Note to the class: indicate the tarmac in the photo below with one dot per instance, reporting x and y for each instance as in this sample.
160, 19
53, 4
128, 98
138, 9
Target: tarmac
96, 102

> Exercise brief
Repeat each entry above exactly as shown.

> Response area
Note to the class: indicate the tarmac in the photo below with one dot per instance, reporting x and y for each instance as in this sample.
160, 19
53, 4
128, 98
138, 9
Target: tarmac
96, 102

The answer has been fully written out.